** Exercise goal **
Give back the entries below verbatim.

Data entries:

====================

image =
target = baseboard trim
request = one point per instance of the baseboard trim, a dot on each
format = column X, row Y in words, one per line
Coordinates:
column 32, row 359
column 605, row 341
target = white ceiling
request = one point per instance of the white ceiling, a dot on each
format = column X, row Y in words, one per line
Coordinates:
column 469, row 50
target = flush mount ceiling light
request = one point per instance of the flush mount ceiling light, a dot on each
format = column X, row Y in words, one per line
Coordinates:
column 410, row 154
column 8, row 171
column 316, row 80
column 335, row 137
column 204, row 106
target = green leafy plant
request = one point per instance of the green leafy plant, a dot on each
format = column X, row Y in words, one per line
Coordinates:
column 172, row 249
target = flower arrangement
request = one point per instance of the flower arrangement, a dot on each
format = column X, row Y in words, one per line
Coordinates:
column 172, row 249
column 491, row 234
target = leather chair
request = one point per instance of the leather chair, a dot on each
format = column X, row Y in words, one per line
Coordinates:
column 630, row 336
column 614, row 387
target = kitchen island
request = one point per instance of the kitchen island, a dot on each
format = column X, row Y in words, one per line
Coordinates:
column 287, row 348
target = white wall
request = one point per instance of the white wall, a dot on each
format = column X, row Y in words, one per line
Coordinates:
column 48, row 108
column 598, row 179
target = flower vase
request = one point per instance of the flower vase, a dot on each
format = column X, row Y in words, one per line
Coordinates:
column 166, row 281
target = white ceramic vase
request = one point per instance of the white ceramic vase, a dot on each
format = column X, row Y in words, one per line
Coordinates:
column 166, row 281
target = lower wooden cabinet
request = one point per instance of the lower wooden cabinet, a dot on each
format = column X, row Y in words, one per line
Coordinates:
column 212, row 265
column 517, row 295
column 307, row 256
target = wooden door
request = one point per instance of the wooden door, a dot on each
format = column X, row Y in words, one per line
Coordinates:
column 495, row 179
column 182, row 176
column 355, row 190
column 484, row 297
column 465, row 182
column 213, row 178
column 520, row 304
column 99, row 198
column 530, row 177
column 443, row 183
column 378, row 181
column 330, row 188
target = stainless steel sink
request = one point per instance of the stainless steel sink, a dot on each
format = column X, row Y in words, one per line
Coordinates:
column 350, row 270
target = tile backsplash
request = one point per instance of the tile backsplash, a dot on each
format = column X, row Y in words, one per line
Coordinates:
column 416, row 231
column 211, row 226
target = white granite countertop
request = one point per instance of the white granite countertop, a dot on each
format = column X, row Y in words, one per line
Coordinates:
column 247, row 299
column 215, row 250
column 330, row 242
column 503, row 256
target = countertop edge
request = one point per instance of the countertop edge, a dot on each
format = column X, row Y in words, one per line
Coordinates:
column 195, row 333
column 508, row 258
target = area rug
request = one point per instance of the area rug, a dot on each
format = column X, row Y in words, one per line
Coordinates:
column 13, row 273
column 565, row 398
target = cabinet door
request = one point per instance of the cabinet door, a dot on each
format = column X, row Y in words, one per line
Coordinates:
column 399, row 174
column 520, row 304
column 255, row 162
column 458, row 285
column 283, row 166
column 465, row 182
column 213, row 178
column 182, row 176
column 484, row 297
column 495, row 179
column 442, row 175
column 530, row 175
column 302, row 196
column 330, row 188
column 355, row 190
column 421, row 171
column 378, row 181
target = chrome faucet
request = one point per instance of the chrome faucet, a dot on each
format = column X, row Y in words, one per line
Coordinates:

====================

** Output **
image =
target = baseboard trim
request = one point per instance of the baseboard trim, a dot on each
format = column X, row Y in words, one per line
Coordinates:
column 32, row 359
column 605, row 341
target = white ceiling
request = one point per instance of the white ceiling, a dot on each
format = column X, row Y in words, one per line
Coordinates:
column 469, row 50
target = flush mount ceiling light
request = one point per instance of the flush mount ceiling light, a dot on each
format = column X, row Y in words, one per line
Coordinates:
column 410, row 154
column 8, row 171
column 316, row 80
column 335, row 137
column 204, row 106
target = green leafy plant
request = one point per instance of the green leafy plant, a dot on each
format = column X, row Y in words, one per line
Coordinates:
column 172, row 249
target = flower arrangement
request = one point per instance of the flower arrangement, a dot on each
format = column X, row Y in words, one per line
Coordinates:
column 172, row 249
column 491, row 234
target = leather chair
request = one point per instance of the leather chair, a dot on each
format = column X, row Y in words, one per line
Coordinates:
column 630, row 336
column 614, row 387
target = kitchen island
request = one point per instance of the kitchen island, a dot on each
format = column X, row Y in words, one per line
Coordinates:
column 287, row 348
target = white wall
request = one point per instance of the white wall, a dot on each
format = column X, row Y in words, one per line
Coordinates:
column 48, row 108
column 598, row 179
target = flower vase
request = one point per instance of the flower vase, a dot on each
format = column X, row Y in words, one per line
Coordinates:
column 166, row 281
target = white ceramic vase
request = one point per instance of the white ceramic vase, a dot on each
format = column X, row Y in words, one per line
Coordinates:
column 166, row 281
target = lower wooden cabinet
request = one point per instance of the lower wooden cabinet, a dot on each
format = column X, row Y in words, one per line
Coordinates:
column 212, row 265
column 517, row 295
column 307, row 256
target = wooden door
request = one point per instance of the wooden door, a dot on each
format = column X, row Y in words, one per line
Coordinates:
column 495, row 179
column 182, row 176
column 355, row 190
column 484, row 297
column 465, row 182
column 213, row 178
column 520, row 304
column 99, row 198
column 530, row 177
column 443, row 183
column 378, row 181
column 330, row 188
target = stainless steel sink
request = one point per instance of the stainless steel sink, a dot on each
format = column X, row Y in words, one per line
Coordinates:
column 350, row 270
target = tile backsplash
request = one point per instance of the tile backsplash, a dot on each
format = column X, row Y in words, one per line
Coordinates:
column 416, row 231
column 211, row 226
target = white granite countertop
request = one point per instance of the white granite countertop, a dot on each
format = column X, row Y in words, one per line
Coordinates:
column 247, row 299
column 215, row 250
column 330, row 242
column 503, row 256
target = countertop edge
request = one point per instance of the countertop edge, a dot on each
format = column X, row Y in words, one per line
Coordinates:
column 195, row 333
column 508, row 258
target = area rug
request = one point per instance of the area rug, a dot on each
format = column X, row Y in words, one per line
Coordinates:
column 13, row 273
column 565, row 398
target = cabinet door
request = one point per instance of the cabinet door, a dot on each
format = column X, row Y in words, one per line
Coordinates:
column 399, row 174
column 520, row 304
column 255, row 162
column 458, row 285
column 283, row 166
column 465, row 182
column 213, row 178
column 182, row 176
column 484, row 297
column 495, row 179
column 442, row 175
column 530, row 175
column 302, row 196
column 330, row 188
column 355, row 190
column 421, row 171
column 378, row 181
target = chrome faucet
request = one point per instance of the chrome faucet, a dot on each
format = column X, row Y in words, one per line
Coordinates:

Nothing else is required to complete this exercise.